AS I THIMBLE Leaving the airport in a hire car, equipped with an older version of GPS to guide me to Brú na Bóinne in the Boyne Valley, the thought strikes me that I should have chosen an automatic transmission car. Changing gears with my left hand isn't exactly straightforward for me, quite simply. But we'll leave that fact
thus and navigate instead towards the beginning of this story.

Boyne Valley is an area just outside Dublin where not only 9,000 years of history await, but where we also find ourselves in the midst of a magical green landscape filled with activities and sights. A place worth discovering, close to the capital Dublin but at the same time a journey back in time.
Despite the slightly troublesome GPS, I end up in the car park of Brú na Bóinne and walks right into an exhibition. It's interesting and makes me want to see more. Unfortunately, it's only possible to visit the places with a guide, but it turns out I'm in luck. They've had a cancellation, in three hours. I ask if it's worth the wait.
– Yes, absolutely! Says the woman selling tickets.

The sound of the rituals and ceremonies held here in honour of the dead can be conjured in the imagination.

WORTH THE WAIT
A few hours later, I cross the River Boyne, which will flow with us on our journey, and pass through a wooded area. Around 20 of us board the bus. We are in the largest archaeological landscape in Ireland with 154 discovered monuments, all gathered around an area where the river makes a large bend. The area is classified as a UNESCO World Heritage site and the burial sites here built 3,200 years before Christ, meaning that they are older than the pyramids in Egypt.

**Record excerpts:**
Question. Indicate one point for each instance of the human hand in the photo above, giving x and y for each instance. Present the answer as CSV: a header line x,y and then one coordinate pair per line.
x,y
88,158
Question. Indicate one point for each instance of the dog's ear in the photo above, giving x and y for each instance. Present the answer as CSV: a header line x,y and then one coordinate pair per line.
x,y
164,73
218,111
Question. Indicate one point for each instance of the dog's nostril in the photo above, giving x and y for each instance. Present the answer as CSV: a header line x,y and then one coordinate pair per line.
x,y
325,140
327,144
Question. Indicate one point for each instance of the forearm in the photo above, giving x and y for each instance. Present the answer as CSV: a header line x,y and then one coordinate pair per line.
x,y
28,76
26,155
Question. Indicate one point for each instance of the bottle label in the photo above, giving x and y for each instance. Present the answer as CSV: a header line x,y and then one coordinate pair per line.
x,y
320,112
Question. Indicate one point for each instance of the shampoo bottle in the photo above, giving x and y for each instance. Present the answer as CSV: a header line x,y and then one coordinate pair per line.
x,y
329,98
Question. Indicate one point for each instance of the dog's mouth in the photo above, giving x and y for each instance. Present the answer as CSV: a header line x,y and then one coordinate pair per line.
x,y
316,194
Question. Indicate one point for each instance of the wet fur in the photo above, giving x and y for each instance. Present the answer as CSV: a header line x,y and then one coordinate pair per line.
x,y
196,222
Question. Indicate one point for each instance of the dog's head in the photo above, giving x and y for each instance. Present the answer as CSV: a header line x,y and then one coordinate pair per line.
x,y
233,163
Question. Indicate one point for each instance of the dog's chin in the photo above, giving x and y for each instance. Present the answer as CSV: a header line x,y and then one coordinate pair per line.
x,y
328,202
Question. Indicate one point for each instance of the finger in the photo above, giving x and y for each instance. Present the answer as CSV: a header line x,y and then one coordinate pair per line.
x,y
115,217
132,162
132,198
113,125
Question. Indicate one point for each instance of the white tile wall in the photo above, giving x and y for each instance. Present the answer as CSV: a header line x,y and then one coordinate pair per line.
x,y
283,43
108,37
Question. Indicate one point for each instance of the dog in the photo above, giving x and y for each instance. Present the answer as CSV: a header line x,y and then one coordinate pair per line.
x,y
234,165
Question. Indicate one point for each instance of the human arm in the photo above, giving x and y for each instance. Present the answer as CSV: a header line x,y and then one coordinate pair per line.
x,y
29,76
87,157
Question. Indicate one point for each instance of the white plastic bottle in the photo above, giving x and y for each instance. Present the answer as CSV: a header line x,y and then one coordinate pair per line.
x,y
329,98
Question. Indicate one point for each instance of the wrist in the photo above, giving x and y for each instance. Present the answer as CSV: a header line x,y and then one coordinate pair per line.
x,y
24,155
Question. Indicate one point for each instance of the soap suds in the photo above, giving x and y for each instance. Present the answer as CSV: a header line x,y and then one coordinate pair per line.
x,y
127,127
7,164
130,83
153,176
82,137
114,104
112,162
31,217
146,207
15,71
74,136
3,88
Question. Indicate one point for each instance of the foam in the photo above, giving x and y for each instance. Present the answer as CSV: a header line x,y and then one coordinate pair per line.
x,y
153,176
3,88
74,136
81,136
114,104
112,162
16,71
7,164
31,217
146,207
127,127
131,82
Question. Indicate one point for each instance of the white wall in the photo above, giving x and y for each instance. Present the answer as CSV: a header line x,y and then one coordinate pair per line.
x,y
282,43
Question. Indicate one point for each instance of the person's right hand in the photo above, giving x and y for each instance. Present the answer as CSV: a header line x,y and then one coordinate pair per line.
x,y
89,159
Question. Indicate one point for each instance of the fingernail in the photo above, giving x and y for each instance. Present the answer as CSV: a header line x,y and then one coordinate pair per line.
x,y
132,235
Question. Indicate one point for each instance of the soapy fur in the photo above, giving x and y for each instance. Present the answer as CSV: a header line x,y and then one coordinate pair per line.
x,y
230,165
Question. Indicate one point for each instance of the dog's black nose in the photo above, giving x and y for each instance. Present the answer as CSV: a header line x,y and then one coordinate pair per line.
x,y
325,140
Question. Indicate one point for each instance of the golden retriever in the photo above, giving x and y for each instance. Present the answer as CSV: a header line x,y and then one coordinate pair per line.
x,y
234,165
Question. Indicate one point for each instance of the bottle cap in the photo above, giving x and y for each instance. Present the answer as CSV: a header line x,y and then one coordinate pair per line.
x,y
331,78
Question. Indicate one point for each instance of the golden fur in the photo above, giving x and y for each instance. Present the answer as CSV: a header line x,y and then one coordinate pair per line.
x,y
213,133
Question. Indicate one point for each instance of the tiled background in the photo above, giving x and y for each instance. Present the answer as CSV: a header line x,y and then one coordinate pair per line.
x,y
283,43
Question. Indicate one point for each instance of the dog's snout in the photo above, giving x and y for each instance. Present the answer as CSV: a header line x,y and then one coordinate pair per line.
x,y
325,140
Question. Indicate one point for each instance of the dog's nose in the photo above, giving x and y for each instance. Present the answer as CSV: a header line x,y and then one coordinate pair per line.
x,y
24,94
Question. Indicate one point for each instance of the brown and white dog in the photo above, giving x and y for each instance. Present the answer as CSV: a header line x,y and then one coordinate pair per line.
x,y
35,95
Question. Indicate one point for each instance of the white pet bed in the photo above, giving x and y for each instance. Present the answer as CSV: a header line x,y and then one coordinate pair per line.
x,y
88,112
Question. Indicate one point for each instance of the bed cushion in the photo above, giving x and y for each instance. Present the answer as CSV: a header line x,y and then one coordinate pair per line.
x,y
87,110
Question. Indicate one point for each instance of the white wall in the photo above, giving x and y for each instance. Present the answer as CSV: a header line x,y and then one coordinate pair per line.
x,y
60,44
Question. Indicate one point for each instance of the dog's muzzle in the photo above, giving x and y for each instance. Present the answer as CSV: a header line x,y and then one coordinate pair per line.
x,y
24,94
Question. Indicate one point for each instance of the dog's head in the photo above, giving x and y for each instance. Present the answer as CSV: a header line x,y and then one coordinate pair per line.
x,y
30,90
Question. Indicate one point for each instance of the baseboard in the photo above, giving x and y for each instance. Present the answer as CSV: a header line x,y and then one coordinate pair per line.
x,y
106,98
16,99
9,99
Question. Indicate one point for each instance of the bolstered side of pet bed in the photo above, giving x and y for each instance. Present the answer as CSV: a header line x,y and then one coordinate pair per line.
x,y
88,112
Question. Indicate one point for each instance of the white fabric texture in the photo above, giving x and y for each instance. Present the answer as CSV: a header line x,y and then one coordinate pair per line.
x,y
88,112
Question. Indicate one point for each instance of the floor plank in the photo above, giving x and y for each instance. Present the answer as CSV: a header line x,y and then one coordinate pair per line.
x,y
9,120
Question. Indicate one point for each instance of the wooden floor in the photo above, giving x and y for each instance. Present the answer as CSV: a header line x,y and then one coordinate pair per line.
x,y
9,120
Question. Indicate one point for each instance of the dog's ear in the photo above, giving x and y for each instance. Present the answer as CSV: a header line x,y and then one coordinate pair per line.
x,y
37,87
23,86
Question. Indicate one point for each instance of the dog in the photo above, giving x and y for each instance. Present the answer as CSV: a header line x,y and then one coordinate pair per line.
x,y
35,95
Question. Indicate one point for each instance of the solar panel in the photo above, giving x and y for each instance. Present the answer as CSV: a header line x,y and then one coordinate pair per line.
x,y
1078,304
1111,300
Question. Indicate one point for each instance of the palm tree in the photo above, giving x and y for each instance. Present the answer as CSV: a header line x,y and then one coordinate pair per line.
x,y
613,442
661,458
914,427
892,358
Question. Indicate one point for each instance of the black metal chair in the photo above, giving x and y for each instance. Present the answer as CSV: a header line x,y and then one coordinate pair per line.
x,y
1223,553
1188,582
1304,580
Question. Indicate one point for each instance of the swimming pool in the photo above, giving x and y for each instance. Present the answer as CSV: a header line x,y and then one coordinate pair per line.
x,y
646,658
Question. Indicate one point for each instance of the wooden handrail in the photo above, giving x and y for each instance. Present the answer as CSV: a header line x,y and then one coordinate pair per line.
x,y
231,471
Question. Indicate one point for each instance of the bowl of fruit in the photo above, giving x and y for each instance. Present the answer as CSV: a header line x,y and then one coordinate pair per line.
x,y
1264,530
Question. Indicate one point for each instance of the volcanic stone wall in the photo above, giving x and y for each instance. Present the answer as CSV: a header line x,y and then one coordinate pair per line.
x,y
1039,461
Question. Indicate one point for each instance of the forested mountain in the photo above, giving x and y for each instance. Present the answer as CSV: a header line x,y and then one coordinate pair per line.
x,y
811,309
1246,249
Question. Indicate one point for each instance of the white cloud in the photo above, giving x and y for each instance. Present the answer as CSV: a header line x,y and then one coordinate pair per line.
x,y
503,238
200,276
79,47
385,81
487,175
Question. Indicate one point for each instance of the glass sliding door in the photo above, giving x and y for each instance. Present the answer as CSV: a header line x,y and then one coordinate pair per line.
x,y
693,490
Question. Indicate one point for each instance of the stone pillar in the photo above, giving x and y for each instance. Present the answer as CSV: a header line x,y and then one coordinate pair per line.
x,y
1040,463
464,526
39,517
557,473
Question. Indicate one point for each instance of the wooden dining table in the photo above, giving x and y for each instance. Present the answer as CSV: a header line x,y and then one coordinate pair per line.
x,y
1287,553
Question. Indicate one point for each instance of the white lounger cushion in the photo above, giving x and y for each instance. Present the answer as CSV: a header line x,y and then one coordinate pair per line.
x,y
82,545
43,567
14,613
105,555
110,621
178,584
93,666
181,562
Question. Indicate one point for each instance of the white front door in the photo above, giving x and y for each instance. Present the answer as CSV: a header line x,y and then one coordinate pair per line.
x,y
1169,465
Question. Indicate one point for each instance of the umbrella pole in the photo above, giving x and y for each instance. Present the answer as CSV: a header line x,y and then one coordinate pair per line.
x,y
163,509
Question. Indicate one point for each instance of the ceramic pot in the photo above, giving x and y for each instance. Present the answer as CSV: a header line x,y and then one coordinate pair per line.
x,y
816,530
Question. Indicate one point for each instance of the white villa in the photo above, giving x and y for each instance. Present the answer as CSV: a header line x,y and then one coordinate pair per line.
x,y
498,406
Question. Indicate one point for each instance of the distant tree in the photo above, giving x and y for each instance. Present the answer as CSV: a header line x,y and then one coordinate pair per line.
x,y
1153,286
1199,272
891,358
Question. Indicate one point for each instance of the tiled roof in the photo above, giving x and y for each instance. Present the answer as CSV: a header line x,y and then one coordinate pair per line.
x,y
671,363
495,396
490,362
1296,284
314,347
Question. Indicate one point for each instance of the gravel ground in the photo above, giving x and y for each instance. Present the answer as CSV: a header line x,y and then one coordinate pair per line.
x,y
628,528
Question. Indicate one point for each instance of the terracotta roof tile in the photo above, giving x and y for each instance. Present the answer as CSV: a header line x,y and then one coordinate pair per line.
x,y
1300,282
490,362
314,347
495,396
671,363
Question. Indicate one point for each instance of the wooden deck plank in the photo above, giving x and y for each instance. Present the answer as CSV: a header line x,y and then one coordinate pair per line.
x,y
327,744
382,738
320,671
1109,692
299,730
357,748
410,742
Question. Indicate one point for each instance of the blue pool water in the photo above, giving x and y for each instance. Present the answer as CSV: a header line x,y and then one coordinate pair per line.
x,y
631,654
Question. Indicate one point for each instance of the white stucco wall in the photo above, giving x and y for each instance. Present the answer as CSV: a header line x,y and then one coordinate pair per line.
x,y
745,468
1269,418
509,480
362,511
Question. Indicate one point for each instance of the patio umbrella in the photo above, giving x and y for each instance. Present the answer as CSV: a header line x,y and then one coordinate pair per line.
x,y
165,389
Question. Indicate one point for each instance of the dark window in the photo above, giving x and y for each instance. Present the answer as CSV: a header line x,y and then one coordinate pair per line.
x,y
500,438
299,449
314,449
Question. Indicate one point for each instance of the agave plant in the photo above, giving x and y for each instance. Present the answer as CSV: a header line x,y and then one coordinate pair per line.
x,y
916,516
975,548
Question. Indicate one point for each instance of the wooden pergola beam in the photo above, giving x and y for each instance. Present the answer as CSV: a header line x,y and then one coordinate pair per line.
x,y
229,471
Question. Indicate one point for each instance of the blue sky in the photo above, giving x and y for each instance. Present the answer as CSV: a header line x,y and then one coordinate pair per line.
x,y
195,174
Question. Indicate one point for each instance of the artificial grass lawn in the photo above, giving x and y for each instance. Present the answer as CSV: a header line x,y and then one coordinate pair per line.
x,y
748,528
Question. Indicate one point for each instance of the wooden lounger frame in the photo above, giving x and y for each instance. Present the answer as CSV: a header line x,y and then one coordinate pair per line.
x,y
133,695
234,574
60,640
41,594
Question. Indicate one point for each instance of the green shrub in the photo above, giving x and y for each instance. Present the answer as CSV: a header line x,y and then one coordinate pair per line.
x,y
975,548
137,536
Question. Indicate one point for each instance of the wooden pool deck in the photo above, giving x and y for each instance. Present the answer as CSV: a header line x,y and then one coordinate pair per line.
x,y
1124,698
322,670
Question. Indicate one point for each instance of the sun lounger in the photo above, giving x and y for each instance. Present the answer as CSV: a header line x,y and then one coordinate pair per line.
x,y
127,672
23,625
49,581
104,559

**Stated exercise:** Resume the Boyne Valley travel piece above, picking up after its last sentence.

**Result for this task:**
The most well-known are the three largest burial sites; Knowth, Newgrange and Dowth – these are the most important Neolithic sites in the world, where we also find the world's largest collection of megalithic art. On our tour, we will visit two of these. The bus will now first drop us off at the first one, Knowth.

Photo: Paul Lindsay

Magical Hills of Grass
The location is magical, the main building itself, also called Site 1, is a grassy mound resting on a stone base. The mound is 11 metres high and oval in shape with a diameter of 67 metres. Unique to this is that it has two entrances on opposite sides which lead to the centre with their own burial chambers. The megalithic symbols are carved into the stones on the walls. Site 1 is in turn surrounded by 17 smaller mounds. However, not much has been preserved here as the area has been inhabited and used by many different peoples since. The sound of the rituals and ceremonies held here dedicated to the dead can be conjured in the imagination. The sun shines brightly and we continue through the area. Our next stop is Newgrange.

The similarity between these two places is perhaps primarily their function and purpose, but also their size. Newgrange is circular, with a diameter of 85 metres and a height of 13 metres. One difference is that here we clearly see the stones as part of the expression. Black granite and white quartz in fine patterns, and 97 large limestone blocks that form the base the building rests upon.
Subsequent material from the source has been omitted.